▼
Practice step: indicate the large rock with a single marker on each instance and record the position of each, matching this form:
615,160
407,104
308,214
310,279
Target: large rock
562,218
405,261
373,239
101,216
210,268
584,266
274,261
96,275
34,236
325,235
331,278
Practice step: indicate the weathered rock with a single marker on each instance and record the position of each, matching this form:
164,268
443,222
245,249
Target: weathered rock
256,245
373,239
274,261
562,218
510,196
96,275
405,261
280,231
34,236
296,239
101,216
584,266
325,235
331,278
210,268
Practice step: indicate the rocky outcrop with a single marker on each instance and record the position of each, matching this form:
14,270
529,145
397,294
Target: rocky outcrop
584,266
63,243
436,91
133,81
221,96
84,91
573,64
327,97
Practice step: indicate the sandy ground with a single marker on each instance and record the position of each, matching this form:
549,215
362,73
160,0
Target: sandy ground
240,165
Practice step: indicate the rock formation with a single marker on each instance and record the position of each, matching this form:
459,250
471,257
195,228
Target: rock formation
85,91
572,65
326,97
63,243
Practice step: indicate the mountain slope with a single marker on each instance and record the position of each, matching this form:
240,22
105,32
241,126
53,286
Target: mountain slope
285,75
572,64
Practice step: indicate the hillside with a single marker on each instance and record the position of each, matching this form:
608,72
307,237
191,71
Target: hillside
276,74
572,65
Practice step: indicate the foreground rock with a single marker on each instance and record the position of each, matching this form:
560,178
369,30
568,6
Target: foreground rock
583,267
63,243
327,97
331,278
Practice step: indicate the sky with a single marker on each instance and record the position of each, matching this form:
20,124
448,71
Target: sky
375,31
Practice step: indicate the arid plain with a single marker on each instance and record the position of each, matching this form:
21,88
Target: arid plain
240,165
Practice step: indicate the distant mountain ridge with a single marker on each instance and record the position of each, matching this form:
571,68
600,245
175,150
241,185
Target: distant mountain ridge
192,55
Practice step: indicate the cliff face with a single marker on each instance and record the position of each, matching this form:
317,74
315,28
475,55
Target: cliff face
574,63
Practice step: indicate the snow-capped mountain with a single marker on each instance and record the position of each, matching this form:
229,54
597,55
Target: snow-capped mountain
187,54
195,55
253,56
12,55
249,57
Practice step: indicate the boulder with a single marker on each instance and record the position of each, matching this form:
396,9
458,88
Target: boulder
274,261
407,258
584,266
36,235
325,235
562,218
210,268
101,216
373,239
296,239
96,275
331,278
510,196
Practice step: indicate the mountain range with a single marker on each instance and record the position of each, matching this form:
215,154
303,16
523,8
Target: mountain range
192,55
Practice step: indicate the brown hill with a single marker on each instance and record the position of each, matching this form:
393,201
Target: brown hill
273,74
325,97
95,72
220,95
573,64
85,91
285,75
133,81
▲
● Given instruction:
Retype all of the material above, line for line, without changing anything.

● Result of this task:
Practice step: indicate the large rock with a single marker on each instance and record the position of each, matching this form:
615,160
407,104
308,214
310,279
Target: large rock
562,218
405,261
373,239
101,216
210,268
584,266
274,261
96,275
34,236
325,235
331,278
Practice step: indicate the weathered rock with a single marker on each instance and record the position of each, matching this form:
164,268
443,222
245,249
Target: weathered rock
256,245
373,239
274,261
562,218
510,196
96,275
405,261
280,231
34,236
296,239
101,216
584,266
325,235
331,278
210,268
Practice step: indicate the rocky outcrop with a single marker on each instance and record the position of each, matching this form:
14,270
529,145
397,294
Target: rocky outcrop
584,266
63,243
436,91
133,81
221,96
84,91
573,64
327,97
Practice step: indicate the sandy ground with a single marker on each instance and record the position of each, matching this form:
549,215
362,73
160,0
Target: sandy ground
240,165
Practice step: indicate the rock formation with a single marker on each instance and record the position of each, matching this form:
459,250
471,257
195,228
Target: rock formation
85,91
572,65
326,97
63,243
Practice step: indicate the mountain slope with a single marker on each instance and record the position of each, matching this form:
240,22
105,32
241,126
53,286
Target: mountain slope
285,75
572,64
Practice step: indicate the hillside with a single marker on each instance and record the position of each, matching this form:
608,72
307,237
191,71
Target: hillside
276,74
572,65
Practice step: indicate the foreground rock with a single marker on each instance and record the position of each, matching this form:
560,178
369,30
568,6
Target: foreground rock
583,267
63,243
327,97
331,278
Practice step: indicate the sky with a single marker on each instance and record the position of each, matching this form:
20,124
448,71
Target: sky
375,31
Practice step: indicate the arid plain with a single marker on each instance and record the position of each, matching this form:
21,88
Target: arid plain
240,165
Practice step: indicate the distant mountain ridge with a single marker on each instance and record the position of each, matching this form:
571,68
600,245
175,150
241,185
Target: distant mountain ridge
192,55
Practice step: indicate the cliff face with a single marker on each instance and record the position of each, matching this form:
317,74
315,28
475,55
Target: cliff face
574,63
Practice step: indicate the snow-capped mountain with a single marker on each instance and record the position of each, matching this form:
229,54
597,55
Target: snow-capped mountain
187,54
195,55
253,56
12,55
249,57
Practice step: indicate the boulder with a single marker on each instance and record the position of each, matching this form:
396,9
458,88
Target: boulder
274,261
407,258
584,266
36,235
325,235
562,218
210,268
101,216
373,239
296,239
96,275
331,278
510,196
Practice step: indicate the mountain range with a single marker on each instance and record the position of each, matching this form:
215,154
303,16
523,8
Target: mountain range
192,55
Practice step: indicate the brown hill with a single marker on each instance and record the position of each, matching this form:
393,201
Target: brown hill
273,74
325,97
95,72
220,95
573,64
85,91
285,75
133,81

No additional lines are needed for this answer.